--- Information shown ---
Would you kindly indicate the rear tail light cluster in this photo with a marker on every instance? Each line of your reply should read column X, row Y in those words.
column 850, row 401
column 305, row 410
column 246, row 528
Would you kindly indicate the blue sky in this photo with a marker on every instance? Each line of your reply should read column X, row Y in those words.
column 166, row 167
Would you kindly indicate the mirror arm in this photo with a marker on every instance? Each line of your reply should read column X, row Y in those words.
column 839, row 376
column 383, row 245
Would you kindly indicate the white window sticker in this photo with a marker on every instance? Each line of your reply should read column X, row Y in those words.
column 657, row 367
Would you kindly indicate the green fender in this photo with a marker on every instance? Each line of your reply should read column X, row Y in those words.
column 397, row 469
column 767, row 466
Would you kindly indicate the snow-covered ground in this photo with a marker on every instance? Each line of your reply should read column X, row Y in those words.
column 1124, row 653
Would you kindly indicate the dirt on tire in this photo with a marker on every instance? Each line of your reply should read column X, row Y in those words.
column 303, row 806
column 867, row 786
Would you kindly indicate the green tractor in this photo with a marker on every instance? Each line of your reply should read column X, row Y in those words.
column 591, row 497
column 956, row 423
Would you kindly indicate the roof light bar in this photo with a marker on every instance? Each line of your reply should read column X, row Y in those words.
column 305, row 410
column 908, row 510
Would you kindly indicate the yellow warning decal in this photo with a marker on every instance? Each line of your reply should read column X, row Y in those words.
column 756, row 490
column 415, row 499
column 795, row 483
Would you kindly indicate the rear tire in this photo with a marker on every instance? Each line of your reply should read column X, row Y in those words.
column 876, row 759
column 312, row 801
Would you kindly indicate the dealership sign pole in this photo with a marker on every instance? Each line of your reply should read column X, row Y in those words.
---
• **What is being asked**:
Return all of the entries above word for word, with no changes.

• **Exercise output**:
Would you kindly indicate the rear tail light cluster in this photo with a marker on every instance? Each line of your reply should read column X, row Y in those words.
column 850, row 401
column 305, row 410
column 246, row 528
Would you kindly indicate the blue sky in this photo with a marker on every instance? Each line of your reply should read column X, row Y in those words.
column 166, row 167
Would you kindly indicate the mirror arm in this photo with a marker on every instance? Each line of your reply should read column X, row Y in those words.
column 839, row 376
column 383, row 245
Would you kindly indicate the white window sticker in this photo with a marker on every instance? Each line of your reply should read column X, row Y in those words.
column 657, row 367
Would you kindly indicate the green fender in this photo with a marker on every instance? Each line of your reply should read column X, row Y in those words.
column 397, row 469
column 767, row 466
Would you kindly indicate the snow-covered ground in this photo with a marker on every instance? Each line of your reply should read column X, row Y in those words.
column 1124, row 653
Would you kindly indicate the dirt on tire in this photo with a marker on every instance? Each line of your reply should read column X, row Y in those words.
column 303, row 806
column 867, row 786
Would you kindly indicate the green tractor in this photo with a marker on every instance? Each line of your reply should read column X, row Y in those words.
column 591, row 497
column 956, row 423
Would you kindly indicate the roof light bar in this photo with a marker on every instance? Each line of your reply should read column X, row Y in those words.
column 305, row 410
column 908, row 510
Would you kindly indicate the yellow warning decal in this photo with a marker on every instance? Each line of your reply should read column X, row Y in those words.
column 756, row 490
column 415, row 499
column 795, row 483
Would you kindly indicate the rear tire in this photo with a marker on every instance? Each line of your reply should read column X, row Y in those words.
column 876, row 759
column 312, row 801
Would you kindly indicate the dealership sign pole in this photo with a marker on every instance? Each line of your reply should read column X, row Y in those words.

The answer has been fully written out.